| Short exercise |
List every line in the records below that contains the string "metal", copying each one whole. Case counts.

| Given data |
===

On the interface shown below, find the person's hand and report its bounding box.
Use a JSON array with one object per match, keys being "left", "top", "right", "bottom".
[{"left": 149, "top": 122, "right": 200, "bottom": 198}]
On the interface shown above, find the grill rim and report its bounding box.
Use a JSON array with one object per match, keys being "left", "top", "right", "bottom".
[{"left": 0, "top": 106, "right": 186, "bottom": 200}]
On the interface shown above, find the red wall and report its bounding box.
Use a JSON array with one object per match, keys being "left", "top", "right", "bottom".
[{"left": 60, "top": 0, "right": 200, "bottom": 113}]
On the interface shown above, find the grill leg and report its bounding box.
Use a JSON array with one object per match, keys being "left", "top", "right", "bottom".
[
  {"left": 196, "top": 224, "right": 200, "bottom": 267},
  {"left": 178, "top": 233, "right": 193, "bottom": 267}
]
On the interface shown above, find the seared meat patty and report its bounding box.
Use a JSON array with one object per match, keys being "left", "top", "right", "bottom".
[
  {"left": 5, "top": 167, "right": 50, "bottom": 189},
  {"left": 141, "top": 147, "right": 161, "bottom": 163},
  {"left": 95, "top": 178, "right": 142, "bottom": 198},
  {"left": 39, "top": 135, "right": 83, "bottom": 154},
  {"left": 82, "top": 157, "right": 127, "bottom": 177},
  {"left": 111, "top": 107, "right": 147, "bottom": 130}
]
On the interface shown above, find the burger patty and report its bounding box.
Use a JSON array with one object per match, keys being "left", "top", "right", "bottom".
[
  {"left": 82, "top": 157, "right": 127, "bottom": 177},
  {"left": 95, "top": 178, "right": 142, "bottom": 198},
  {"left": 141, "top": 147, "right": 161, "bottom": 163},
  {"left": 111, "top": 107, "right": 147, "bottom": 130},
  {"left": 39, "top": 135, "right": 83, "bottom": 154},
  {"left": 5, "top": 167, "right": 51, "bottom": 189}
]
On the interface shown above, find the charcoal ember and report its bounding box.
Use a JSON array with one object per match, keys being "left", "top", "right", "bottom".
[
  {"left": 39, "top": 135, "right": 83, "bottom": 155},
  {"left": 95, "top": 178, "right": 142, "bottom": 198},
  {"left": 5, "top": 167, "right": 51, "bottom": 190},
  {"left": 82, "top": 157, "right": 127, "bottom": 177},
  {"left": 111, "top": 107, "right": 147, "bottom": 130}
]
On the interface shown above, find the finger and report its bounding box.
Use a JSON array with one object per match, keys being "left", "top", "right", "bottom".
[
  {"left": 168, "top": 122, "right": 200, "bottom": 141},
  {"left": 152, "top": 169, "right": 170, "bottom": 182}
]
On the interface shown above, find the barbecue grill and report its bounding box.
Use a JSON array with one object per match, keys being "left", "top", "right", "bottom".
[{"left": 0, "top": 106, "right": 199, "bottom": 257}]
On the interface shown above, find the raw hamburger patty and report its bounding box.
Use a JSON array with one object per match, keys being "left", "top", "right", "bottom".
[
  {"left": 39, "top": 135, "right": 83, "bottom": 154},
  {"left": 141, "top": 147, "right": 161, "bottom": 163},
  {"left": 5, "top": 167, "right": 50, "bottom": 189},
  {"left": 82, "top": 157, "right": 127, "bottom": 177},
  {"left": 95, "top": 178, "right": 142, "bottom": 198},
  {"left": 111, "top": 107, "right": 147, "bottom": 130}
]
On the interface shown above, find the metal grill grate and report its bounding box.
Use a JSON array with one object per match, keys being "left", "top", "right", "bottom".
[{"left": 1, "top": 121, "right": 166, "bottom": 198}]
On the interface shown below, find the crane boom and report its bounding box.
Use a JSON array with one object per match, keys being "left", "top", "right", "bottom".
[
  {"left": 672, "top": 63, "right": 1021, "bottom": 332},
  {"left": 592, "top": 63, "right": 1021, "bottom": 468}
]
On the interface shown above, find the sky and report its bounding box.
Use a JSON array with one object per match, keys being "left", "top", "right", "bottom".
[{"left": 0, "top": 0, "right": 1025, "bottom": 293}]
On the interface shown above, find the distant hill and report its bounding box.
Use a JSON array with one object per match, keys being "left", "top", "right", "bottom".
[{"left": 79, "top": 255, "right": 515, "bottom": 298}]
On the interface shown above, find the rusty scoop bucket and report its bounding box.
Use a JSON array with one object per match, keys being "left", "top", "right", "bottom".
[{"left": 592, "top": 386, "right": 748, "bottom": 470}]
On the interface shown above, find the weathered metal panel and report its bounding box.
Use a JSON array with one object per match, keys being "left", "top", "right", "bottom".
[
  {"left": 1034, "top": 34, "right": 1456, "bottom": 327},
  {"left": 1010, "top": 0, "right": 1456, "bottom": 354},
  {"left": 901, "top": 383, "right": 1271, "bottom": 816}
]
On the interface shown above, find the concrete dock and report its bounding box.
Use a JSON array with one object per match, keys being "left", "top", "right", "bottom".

===

| Full solution |
On the interface shown above, find the metal grill grate and report its bounding box.
On the interface shown above, find the weathered metal panel and report its bounding box.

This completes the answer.